Source material:

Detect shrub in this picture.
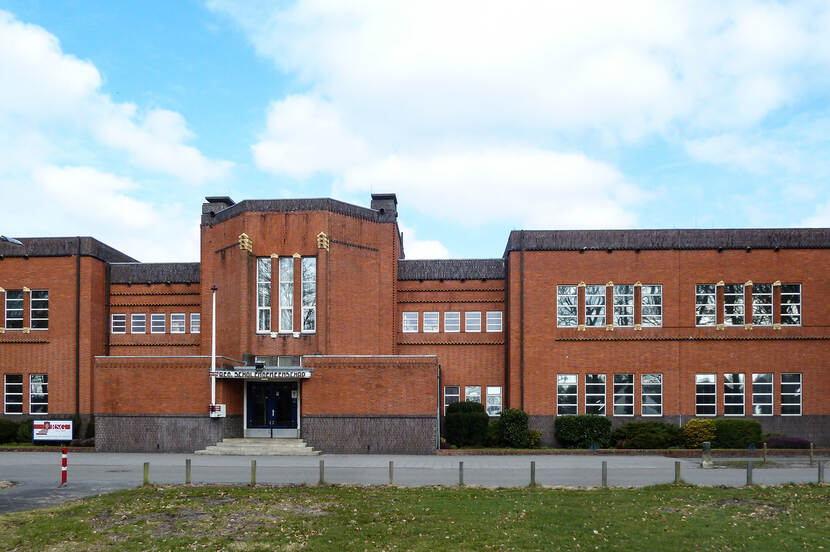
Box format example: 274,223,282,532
712,418,764,448
683,418,715,448
611,422,683,449
556,414,611,448
444,401,490,446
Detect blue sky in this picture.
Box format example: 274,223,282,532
0,0,830,261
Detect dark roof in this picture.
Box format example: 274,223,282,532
0,236,135,263
110,263,199,284
398,259,505,280
504,228,830,255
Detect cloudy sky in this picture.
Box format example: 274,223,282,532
0,0,830,261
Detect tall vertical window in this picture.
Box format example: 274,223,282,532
279,257,294,332
695,284,718,326
556,374,577,416
3,374,23,414
752,284,772,326
256,257,271,332
29,374,49,414
614,284,634,328
752,374,772,416
585,286,605,327
585,374,605,416
640,374,663,416
781,284,801,326
781,374,801,416
6,289,23,330
723,284,744,326
301,257,317,332
695,374,718,416
614,374,634,416
556,286,578,328
723,374,746,416
640,284,663,328
29,289,49,330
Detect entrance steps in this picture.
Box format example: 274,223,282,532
195,437,320,456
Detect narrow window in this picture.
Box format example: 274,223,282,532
781,284,801,326
640,284,663,328
781,374,801,416
585,285,605,328
29,374,49,414
3,374,23,414
695,374,718,416
614,374,634,416
723,374,745,416
640,374,663,416
556,286,578,328
29,289,49,330
695,284,718,326
752,374,772,416
556,374,577,416
752,284,772,326
585,374,605,416
614,284,634,328
301,257,317,333
464,311,481,332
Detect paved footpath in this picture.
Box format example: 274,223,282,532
0,452,830,513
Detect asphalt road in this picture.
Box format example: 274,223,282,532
0,452,830,513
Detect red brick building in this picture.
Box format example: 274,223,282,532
0,194,830,453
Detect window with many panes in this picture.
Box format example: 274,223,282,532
556,286,578,328
614,284,634,328
640,374,663,416
752,374,772,416
556,374,577,416
585,374,605,416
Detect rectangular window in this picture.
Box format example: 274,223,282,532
6,289,23,330
279,257,294,332
556,374,578,416
556,286,578,328
424,312,440,333
256,257,271,333
464,385,481,403
614,284,634,328
486,386,501,416
301,257,317,333
695,374,718,416
111,314,127,333
723,284,744,326
640,374,663,416
695,284,718,326
3,374,23,414
190,312,202,333
150,312,167,333
752,374,772,416
444,385,461,414
585,374,605,416
487,311,501,332
723,374,745,416
781,374,801,416
464,311,481,332
640,284,663,328
29,374,49,414
29,289,49,330
444,312,461,333
614,374,634,416
585,285,605,328
781,284,801,326
130,314,147,333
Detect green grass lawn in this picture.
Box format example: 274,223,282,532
0,485,830,552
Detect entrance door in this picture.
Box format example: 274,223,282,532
245,381,299,438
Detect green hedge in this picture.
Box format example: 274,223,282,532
556,414,611,448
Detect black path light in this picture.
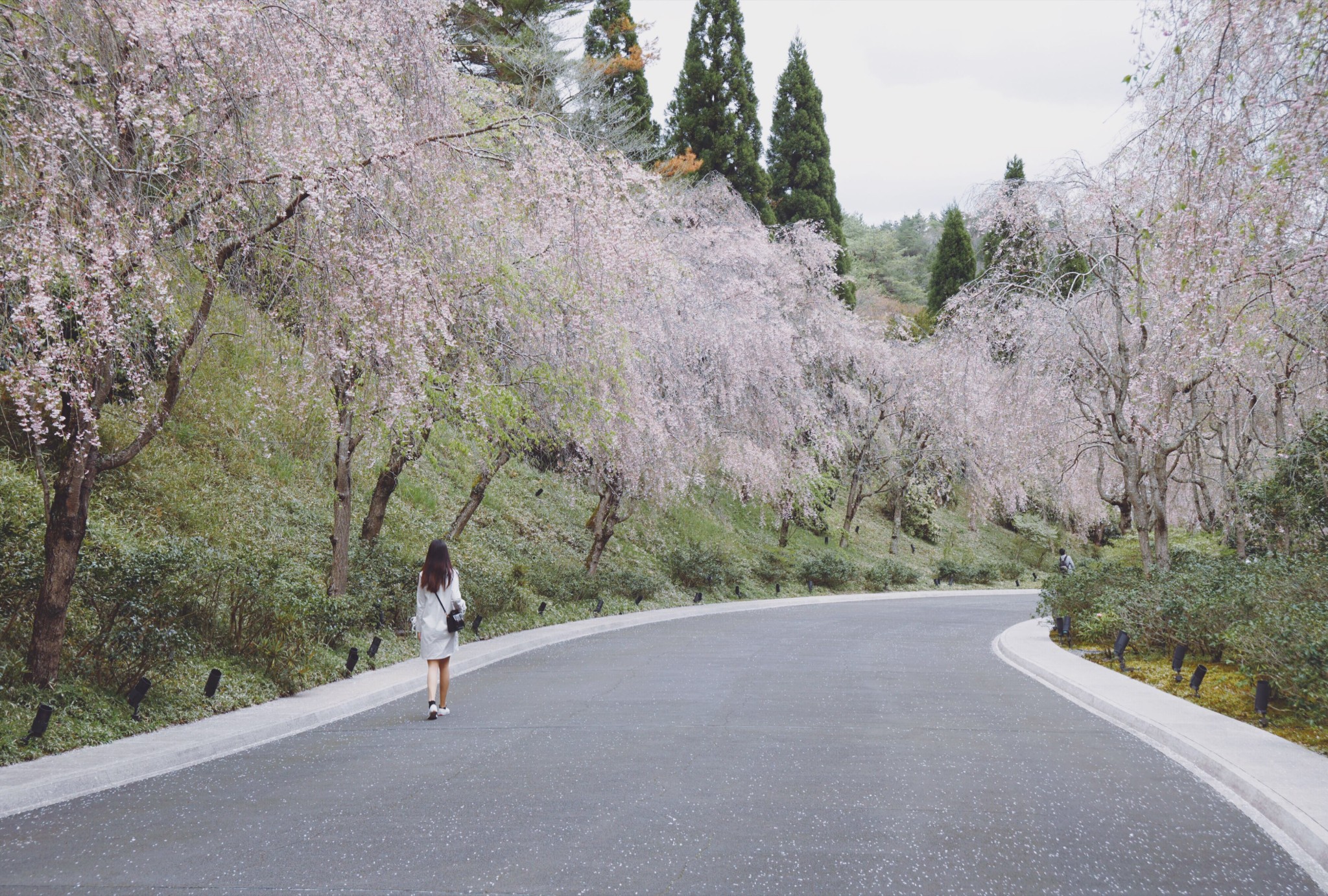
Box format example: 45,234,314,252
1114,629,1134,672
1253,678,1272,727
125,678,153,722
19,703,54,746
1190,664,1209,700
1171,644,1190,683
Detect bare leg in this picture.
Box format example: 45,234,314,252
427,660,447,703
440,657,451,709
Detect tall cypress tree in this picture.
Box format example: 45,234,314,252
668,0,774,224
586,0,660,154
927,206,977,317
766,37,858,308
983,156,1043,283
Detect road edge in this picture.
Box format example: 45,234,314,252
0,588,1037,818
992,619,1328,893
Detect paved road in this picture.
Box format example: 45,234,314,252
0,596,1318,896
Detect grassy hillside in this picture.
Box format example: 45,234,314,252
0,292,1056,763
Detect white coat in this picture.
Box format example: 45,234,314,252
414,569,466,660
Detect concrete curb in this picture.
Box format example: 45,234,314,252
992,619,1328,892
0,589,1037,818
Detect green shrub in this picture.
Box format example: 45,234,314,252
867,558,920,591
802,551,859,588
599,569,665,601
526,560,606,600
664,540,746,589
1227,600,1328,720
936,559,996,585
752,551,797,585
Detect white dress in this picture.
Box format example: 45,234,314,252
414,569,466,660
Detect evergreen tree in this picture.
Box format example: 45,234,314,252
983,156,1043,283
927,206,977,317
586,0,660,150
668,0,774,224
766,37,858,308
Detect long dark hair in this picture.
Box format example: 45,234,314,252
420,537,454,591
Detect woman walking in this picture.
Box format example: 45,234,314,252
416,539,466,718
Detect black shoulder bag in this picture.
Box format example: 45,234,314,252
433,591,466,635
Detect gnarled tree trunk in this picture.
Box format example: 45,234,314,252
586,483,631,575
360,427,432,541
27,440,97,688
447,446,511,541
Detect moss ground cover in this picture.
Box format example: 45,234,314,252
1052,632,1328,755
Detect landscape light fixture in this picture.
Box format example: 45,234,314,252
203,669,222,697
19,703,54,746
1190,664,1209,700
1171,644,1190,683
1253,678,1272,727
125,678,153,722
1114,629,1134,672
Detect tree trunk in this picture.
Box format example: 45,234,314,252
447,446,511,541
27,436,99,688
586,486,627,575
328,408,359,597
360,427,431,541
839,470,862,547
890,494,905,554
360,456,407,541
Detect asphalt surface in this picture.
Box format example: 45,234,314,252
0,596,1319,896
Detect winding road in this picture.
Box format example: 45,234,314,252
0,592,1319,896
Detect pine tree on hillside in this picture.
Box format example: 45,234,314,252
927,206,977,317
668,0,774,224
586,0,660,155
766,37,858,308
983,156,1043,283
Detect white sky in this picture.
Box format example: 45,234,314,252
611,0,1139,223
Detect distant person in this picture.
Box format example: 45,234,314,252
1060,548,1074,576
414,539,466,718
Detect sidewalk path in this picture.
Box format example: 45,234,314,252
0,593,1318,893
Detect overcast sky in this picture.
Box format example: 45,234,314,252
605,0,1138,223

Required work:
Reproduce, without alteration, the lines of the items beginning at the line containing "Detect paved road in this picture." and ending at the line containing "0,589,1037,818", with both of those lines included.

The reply:
Detect paved road in this picture.
Box format example: 45,234,314,252
0,596,1318,896
Detect grassy hillside in this picture.
Box format example: 45,234,314,252
0,292,1056,763
Detect white coat in this picture.
Box format example: 45,234,314,252
414,569,466,660
Detect concrete curb in this picture.
Box format example: 45,234,314,252
992,619,1328,892
0,589,1037,818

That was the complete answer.